INFORMATION SHOWN
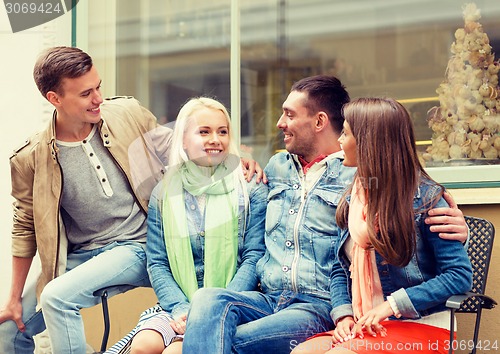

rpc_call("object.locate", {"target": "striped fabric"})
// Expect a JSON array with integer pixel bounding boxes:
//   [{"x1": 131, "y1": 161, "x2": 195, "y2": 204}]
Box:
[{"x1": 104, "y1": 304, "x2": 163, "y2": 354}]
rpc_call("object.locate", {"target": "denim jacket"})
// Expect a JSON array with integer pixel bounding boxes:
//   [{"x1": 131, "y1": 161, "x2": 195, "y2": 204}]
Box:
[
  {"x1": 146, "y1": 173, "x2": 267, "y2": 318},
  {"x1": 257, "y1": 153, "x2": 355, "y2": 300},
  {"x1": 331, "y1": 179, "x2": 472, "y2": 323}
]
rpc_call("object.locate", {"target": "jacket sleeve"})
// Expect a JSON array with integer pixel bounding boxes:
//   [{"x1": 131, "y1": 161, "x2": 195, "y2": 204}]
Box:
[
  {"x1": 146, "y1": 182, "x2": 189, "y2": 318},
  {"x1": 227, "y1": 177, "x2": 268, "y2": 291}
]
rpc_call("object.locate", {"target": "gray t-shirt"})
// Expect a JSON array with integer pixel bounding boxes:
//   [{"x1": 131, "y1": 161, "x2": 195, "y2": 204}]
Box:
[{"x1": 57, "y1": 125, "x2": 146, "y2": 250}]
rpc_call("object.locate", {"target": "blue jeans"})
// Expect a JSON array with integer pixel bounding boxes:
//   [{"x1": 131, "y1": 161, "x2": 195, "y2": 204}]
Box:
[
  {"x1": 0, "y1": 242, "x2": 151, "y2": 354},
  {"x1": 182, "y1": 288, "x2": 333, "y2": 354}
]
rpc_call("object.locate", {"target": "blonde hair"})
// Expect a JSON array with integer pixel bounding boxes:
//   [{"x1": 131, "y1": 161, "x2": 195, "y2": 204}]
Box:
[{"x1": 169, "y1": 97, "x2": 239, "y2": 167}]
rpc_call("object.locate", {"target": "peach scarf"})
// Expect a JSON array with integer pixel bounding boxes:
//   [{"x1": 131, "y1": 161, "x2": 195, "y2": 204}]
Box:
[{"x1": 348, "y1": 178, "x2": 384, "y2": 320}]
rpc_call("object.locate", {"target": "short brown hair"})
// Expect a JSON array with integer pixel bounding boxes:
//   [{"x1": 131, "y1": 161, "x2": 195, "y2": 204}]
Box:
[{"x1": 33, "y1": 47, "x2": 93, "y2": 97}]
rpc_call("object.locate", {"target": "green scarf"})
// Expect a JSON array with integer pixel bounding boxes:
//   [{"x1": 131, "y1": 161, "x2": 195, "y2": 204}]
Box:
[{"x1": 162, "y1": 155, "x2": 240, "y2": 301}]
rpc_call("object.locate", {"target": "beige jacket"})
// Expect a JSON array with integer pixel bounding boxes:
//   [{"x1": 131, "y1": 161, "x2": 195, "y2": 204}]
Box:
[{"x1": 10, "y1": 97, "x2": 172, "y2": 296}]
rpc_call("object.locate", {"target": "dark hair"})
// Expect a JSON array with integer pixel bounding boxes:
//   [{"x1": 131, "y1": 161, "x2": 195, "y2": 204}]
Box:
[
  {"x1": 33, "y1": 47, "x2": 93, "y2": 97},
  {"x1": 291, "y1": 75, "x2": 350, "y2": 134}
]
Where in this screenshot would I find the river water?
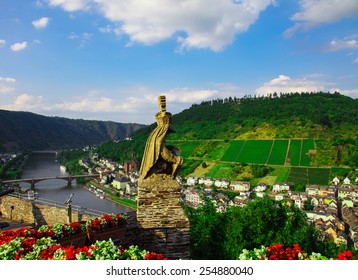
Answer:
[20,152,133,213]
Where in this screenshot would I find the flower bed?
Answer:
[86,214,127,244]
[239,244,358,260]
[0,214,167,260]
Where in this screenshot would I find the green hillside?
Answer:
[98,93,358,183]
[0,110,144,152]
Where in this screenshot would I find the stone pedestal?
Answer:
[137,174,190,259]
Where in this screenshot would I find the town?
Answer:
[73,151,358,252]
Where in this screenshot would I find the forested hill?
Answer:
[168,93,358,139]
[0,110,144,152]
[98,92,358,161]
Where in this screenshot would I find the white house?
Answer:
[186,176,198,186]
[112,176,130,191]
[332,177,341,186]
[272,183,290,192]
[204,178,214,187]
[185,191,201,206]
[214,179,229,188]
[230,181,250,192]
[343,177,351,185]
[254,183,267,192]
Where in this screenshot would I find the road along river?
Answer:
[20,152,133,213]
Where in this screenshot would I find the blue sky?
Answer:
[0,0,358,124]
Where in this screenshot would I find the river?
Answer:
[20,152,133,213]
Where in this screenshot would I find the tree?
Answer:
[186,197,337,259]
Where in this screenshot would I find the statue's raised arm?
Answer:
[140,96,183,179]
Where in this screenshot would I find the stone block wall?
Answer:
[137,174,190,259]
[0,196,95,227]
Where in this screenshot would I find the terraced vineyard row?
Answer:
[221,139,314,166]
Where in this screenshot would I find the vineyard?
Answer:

DESCRIPTION OF THE TASK
Pull out each row above that contains the word "stone" and copy it unchanged.

THE RESULT
Where in this screenshot would I find the stone pedestal?
Where in this screenshot would I find the stone block wall?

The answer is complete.